• _抜粋本文_
(145) 古新聞(その2)・・・三歳で‘般若心経, スラスラ・・・ - よもやまばなし

(145) 古新聞(その2)・・・三歳で‘般若心経, スラスラ・・・
2013/3/1

 先回に続いて、古新聞からの話題。やはり「毎日新聞」で昭和26(1951)年の11月7日付、先回より3日前のもの。大体同じ頃の新聞が、そのまま一緒に箱の詰め物になっていたということだ。

倉敷市安養寺第三瓦経塚中の般若心経が記された瓦経冒頭部分 1行目に「・・般若波羅密・・」が読める

 今回のタイトルは、その日付の新聞紙上にあったタイトルのままである。当時は4ページしかない新聞の岡山版に、他の注目されるニュースのタイトルと同様、1cm角もある大きな文字で横書きされていた。サブタイトルもあり、それには「倉敷の地蔵院の大ちゃん」と、これもかなり大きな文字だった。

• _短い課題 1_
古新聞を扱った文章によると、記事のサブタイトルには何と書かれていましたか。
• _短い課題 2_
古新聞を扱った文章を、示されている最後の文の後から書き継いでください。

• _抽出データ_
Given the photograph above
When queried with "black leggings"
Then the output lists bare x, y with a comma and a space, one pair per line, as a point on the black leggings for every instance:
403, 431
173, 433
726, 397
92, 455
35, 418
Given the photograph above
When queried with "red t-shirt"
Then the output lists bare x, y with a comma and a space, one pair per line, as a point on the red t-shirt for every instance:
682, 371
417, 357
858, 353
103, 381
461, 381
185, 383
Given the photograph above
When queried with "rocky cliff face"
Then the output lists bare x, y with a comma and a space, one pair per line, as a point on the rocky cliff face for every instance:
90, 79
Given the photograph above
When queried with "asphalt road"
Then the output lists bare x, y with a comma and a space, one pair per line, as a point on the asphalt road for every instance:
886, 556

• _解答例 1_
サブタイトルには「倉敷の地蔵院の大ちゃん」と書かれていました。

• _解答例 2_
 旧倉敷市内生え抜きの方なら、60年以上昔のこととは言え、このタイトルだけで誰のことか、見当が付く人も多いのではなかろうか。このタイトルが、古新聞を開いていった私どもの目に飛び込んだのも、考古館のある一帯に近接した馴染み深いお寺さんで、すぐご当人も思い浮かぶことだった点もある。

 悪い事ではないので、まずご当人について・・・断りも無く勝手に実名を書かして頂いたが、現在は地蔵院の住職、御国幼稚園も経営され理事長・園長でもある松井大圓師のことと思ったのである。当時の新聞紙上には、おじいさんの恵戒師の横に正座して拝む小さい大ちゃんの写真があり、「・・・・門前の小僧のたとえ通り街の話題になっている。」と2段で各12行の記事としては、大きな部分を占めるものであった。

 しかし実は考古館に勤める者としては、僧侶でもないくせに、ここに出る心経をはじめ、仏教経典に苛められた思いが抜けきれてないこともあって、思わず般若心経に目が行ったこともある。この「よもやまばなし」でも、2007年10月に載せている9話「写経」では、般若心経そのものを取り上げ、2010年7月~8月にかけての83,84,85話では、数字をクリックしていただければ分かるように、倉敷市にある安養寺の瓦経塚を話題とし、多くの経典に苦労した話も載せている。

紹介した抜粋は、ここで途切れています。